── Textauszug
Vier Jahre nach OEZ-Attentat: Vater von ermordeter Armela (†14) gibt Einblicke in sein Leben

Beim Attentat am OEZ in München wurden neun Menschen getötet, unter ihnen auch eine 14-Jährige. Ihr Vater gibt nun zum Jahrestag der Schreckenstat Einblicke in sein Leben.
- Am 22. Juli jährt sich das OEZ-Attentat zum vierten Mal.
- Smajl S. hat dabei seine damals 14-jährige Tochter verloren.
- Nun spricht er über seine Gefühle, sein Leben, seinen Alltag nach der Schreckenstat.
München - Oft wacht Smajl S. (62) mitten in der Nacht auf. Dann steht er auf und geht zum Denkmal am OEZ. Auch bei Wind und Wetter, knapp zwei Kilometer zu Fuß. Vor dem Foto seiner Tochter hält er dann inne. Es gäbe noch so viel zu sagen. „Doch sie spricht nicht mit mir“, sagt S. mit verzweifeltem Blick. Schweigen. Tränen. Auf S. linkem Unterarm ist der Vorname der Tochter tätowiert: Armela.
Nach Attentat am OEZ: Vater von Opfer besucht Gedenkstätte in München täglich
S. hat seine damals 14-jährige Tochter bei dem Attentat verloren – zum vierten Mal jährt sich der Horror heute. Seit diesem Schreckenstag geht S. jeden Tag zur Gedenkstätte. Der 62-Jährige berichtet, er werde dort oft angesprochen. „Ich fühle mit Ihnen“, sagt auch an diesem Dienstag vor dem Jahrestag ein Passant. Das tut gut, aber eines steht für ihn fest: „Ohne den familiären Zusammenhalt wäre ich nicht mehr hier.“ Seine Frau (57), ein Sohn (25) und eine weitere Tochter (22) halten ihn am Leben.
────
── Bereitgestelltes Material
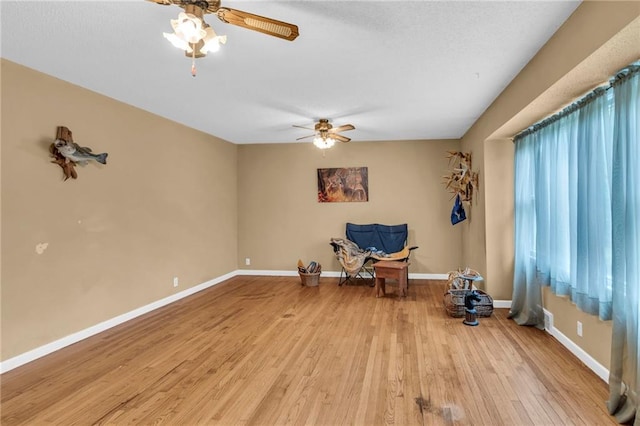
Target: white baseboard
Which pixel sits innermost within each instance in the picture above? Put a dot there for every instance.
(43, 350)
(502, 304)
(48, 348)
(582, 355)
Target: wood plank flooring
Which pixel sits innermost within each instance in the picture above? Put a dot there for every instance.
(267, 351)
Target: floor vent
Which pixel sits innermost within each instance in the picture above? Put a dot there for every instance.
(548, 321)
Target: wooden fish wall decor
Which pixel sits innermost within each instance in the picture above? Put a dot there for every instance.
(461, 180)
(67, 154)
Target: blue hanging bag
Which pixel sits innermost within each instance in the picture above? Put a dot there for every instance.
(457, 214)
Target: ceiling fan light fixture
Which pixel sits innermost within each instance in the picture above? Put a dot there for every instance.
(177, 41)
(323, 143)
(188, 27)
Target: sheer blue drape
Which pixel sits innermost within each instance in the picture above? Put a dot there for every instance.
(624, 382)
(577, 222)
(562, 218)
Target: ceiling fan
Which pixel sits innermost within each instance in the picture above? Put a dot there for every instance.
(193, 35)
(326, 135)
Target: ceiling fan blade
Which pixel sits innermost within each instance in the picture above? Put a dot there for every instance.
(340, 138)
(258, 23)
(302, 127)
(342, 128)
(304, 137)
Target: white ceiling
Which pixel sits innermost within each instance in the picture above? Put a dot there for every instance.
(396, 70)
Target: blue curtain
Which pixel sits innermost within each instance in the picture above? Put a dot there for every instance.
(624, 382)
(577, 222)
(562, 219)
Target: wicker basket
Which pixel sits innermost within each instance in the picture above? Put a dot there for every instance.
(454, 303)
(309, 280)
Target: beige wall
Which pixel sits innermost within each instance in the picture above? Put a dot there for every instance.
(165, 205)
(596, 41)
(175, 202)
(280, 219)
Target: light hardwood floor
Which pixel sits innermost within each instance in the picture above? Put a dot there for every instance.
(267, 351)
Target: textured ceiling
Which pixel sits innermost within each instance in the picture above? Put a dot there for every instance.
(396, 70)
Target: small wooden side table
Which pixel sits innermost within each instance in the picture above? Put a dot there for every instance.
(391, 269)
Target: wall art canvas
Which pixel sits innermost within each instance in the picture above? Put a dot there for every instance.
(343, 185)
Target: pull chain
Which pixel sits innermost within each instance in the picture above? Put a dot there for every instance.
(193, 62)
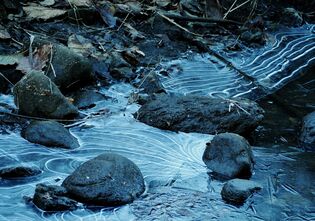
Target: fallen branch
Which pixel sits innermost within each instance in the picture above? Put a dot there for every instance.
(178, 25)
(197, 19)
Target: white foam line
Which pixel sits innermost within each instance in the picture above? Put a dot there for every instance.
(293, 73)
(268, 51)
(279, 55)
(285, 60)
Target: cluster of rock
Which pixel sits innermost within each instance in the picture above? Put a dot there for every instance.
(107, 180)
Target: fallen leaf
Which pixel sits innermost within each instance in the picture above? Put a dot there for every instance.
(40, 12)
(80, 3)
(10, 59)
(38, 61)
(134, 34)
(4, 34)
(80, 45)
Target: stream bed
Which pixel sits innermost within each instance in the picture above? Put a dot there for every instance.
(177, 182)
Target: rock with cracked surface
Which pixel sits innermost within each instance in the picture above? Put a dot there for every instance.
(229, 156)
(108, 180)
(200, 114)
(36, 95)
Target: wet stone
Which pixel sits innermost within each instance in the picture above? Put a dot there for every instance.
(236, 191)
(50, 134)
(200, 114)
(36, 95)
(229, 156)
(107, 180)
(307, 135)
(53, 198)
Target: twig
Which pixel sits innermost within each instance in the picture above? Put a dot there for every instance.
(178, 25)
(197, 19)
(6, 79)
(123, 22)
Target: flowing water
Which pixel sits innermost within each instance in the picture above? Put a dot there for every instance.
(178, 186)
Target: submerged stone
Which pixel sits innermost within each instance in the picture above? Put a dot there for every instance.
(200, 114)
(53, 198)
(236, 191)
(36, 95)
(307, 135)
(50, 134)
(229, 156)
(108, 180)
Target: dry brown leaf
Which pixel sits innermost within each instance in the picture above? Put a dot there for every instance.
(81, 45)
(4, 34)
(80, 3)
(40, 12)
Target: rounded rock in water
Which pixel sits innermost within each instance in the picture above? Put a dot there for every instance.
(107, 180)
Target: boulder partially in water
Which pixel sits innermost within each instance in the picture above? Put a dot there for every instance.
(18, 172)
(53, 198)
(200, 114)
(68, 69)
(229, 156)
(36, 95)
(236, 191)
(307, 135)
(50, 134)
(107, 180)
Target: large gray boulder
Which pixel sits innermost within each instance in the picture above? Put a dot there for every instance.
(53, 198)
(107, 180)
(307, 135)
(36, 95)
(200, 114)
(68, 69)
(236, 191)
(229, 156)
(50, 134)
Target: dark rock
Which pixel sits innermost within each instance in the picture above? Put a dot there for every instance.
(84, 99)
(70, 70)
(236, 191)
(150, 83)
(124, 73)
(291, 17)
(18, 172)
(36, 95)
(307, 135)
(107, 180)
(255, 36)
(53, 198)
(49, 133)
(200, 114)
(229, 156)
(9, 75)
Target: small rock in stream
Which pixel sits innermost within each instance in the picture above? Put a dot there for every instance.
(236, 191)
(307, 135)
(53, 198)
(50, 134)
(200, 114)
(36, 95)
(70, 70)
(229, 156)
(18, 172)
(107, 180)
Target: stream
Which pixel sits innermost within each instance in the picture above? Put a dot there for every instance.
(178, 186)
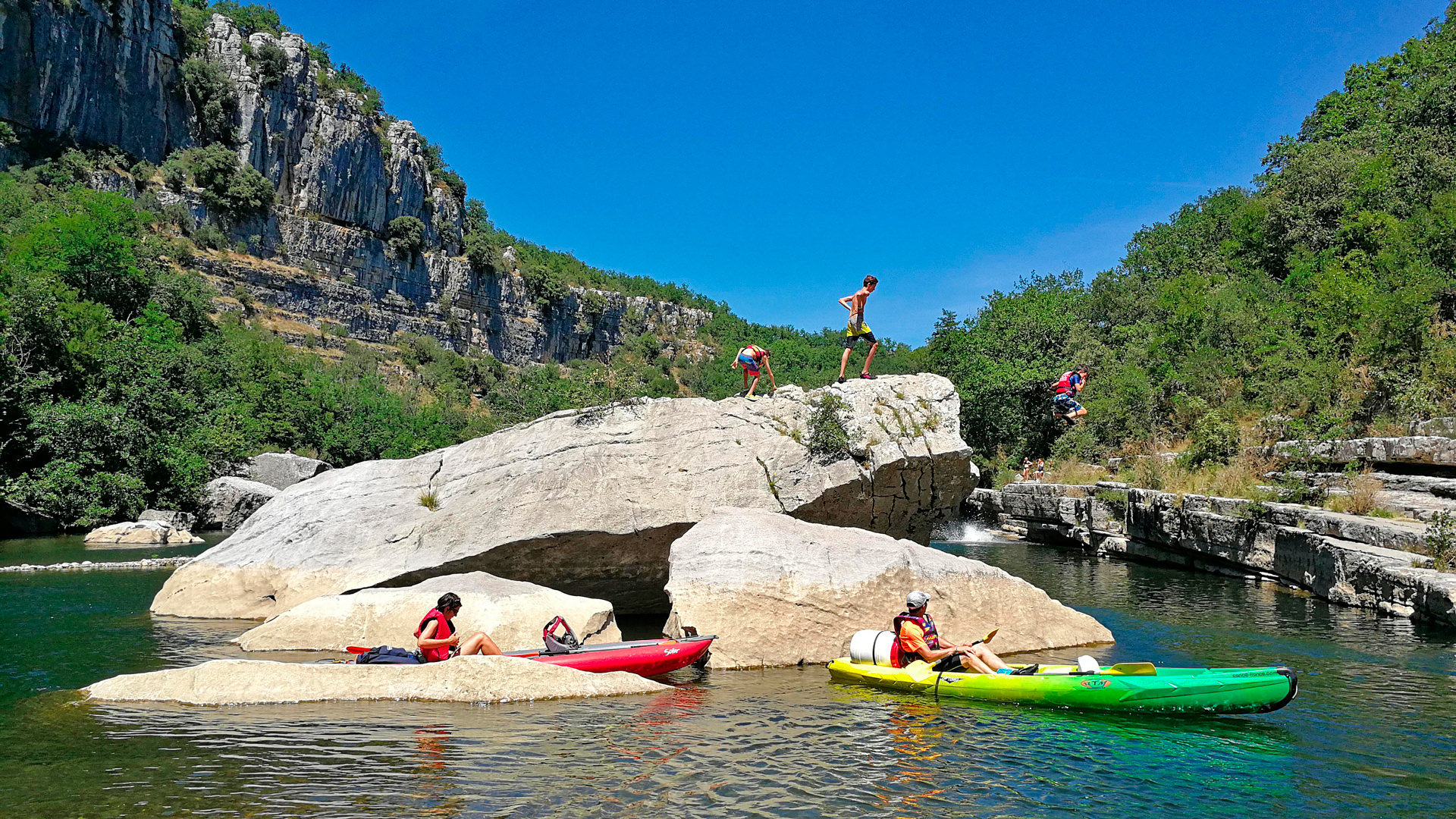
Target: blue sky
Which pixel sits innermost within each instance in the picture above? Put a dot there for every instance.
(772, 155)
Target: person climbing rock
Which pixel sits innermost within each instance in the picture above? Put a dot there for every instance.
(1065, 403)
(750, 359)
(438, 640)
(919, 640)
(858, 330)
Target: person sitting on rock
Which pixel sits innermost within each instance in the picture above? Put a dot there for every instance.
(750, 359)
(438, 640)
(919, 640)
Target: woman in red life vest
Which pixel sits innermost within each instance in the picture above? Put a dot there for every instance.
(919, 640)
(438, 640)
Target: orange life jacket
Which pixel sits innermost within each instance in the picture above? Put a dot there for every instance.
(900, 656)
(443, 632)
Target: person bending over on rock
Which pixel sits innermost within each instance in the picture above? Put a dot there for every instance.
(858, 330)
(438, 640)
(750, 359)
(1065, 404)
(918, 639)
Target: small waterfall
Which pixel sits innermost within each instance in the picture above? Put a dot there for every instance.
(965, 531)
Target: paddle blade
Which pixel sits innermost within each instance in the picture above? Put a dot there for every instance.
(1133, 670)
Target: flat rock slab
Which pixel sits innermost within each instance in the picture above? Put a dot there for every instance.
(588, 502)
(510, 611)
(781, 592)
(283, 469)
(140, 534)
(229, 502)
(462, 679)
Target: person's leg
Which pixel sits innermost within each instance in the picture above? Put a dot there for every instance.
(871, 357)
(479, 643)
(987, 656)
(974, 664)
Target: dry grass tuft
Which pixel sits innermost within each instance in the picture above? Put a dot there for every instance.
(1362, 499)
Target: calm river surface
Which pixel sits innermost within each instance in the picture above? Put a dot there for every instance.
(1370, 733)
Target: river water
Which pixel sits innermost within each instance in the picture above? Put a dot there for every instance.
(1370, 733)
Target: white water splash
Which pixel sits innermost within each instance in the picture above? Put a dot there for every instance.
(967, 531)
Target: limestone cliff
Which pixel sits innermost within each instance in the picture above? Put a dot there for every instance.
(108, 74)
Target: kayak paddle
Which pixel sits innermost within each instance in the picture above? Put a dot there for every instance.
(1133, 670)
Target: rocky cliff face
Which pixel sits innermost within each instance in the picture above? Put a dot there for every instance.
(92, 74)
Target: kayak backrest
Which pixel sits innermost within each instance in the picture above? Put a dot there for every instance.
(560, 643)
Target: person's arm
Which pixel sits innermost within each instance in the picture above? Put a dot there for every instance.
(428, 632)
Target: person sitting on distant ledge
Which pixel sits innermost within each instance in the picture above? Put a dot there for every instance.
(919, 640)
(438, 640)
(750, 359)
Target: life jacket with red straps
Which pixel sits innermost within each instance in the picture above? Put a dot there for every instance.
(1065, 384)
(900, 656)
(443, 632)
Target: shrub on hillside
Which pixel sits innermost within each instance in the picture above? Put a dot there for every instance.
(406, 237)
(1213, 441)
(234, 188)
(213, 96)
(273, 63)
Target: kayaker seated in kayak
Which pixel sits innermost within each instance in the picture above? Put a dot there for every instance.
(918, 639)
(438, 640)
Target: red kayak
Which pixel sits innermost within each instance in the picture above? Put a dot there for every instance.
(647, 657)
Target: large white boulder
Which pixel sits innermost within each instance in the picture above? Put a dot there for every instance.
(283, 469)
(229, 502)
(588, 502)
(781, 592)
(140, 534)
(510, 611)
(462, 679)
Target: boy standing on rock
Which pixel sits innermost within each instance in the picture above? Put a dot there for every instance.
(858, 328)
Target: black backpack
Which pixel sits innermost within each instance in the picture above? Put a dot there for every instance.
────
#### Arbeitsauftrag 1:
Welche Strecke legt Smajl S. laut Textauszug zu Fuß zurück, wenn er nachts zum Denkmal am OEZ geht?
#### Arbeitsauftrag 2:
Stimmen die folgenden Aussagen mit dem Textauszug überein? Antworten Sie jeweils mit Ja oder Nein und zitieren Sie die entscheidende Stelle wörtlich.
(a) Smajl S. geht seit dem Attentat jeden Tag zur Gedenkstätte.
(b) Der Vorname seiner Tochter ist auf seinen rechten Unterarm tätowiert.
(c) Bei dem Attentat am OEZ kamen zwölf Menschen ums Leben.

#### Lösung 1:
Knapp zwei Kilometer.

#### Lösung 2:
(a) Ja: „Seit diesem Schreckenstag geht S. jeden Tag zur Gedenkstätte.“
(b) Nein: „Auf S. linkem Unterarm ist der Vorname der Tochter tätowiert: Armela.“
(c) Nein: „Beim Attentat am OEZ in München wurden neun Menschen getötet“